ERFASSTE DATEN:

####

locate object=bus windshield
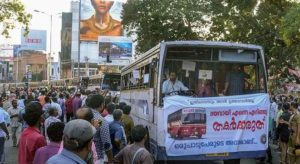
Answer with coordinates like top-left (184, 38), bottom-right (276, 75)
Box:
top-left (162, 46), bottom-right (266, 97)
top-left (101, 74), bottom-right (121, 91)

####

ARBEITSAUFTRAG:
Gib sämtliche Zeilen oben wortgetreu wieder, lass die Bilder dabei jedoch weg.

ANTWORT:
locate object=bus windshield
Answer with coordinates like top-left (184, 38), bottom-right (276, 75)
Box:
top-left (162, 46), bottom-right (266, 97)
top-left (101, 74), bottom-right (121, 91)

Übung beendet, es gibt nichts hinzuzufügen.